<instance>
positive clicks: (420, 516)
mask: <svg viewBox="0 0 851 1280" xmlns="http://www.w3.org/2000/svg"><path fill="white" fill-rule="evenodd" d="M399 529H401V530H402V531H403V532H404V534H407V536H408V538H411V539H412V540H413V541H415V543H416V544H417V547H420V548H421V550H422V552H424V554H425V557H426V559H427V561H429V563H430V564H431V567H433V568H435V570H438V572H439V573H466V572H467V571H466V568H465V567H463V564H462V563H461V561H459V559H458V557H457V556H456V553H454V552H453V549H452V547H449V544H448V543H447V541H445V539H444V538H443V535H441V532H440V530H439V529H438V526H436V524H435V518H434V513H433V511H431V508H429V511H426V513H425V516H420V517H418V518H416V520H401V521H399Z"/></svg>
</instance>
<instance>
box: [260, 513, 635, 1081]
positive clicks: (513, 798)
—————
-- Your goal --
Using the exact wording, repeat all the entries.

-- Written answer --
<instance>
positive clicks: (420, 516)
mask: <svg viewBox="0 0 851 1280" xmlns="http://www.w3.org/2000/svg"><path fill="white" fill-rule="evenodd" d="M399 529H401V530H402V531H403V532H404V534H407V536H408V538H411V539H412V540H413V541H415V543H416V544H417V547H420V548H421V550H422V552H424V554H425V557H426V559H427V561H429V563H430V564H431V567H433V568H435V570H438V572H439V573H466V572H467V571H466V568H465V567H463V564H462V563H461V561H459V559H458V557H457V556H456V553H454V552H453V549H452V547H449V544H448V543H447V541H445V539H444V538H443V535H441V532H440V530H439V529H438V526H436V524H435V518H434V513H433V511H431V508H429V511H426V513H425V516H420V517H418V518H416V520H401V521H399Z"/></svg>
</instance>
<instance>
box: [260, 513, 635, 1081]
positive clicks: (513, 798)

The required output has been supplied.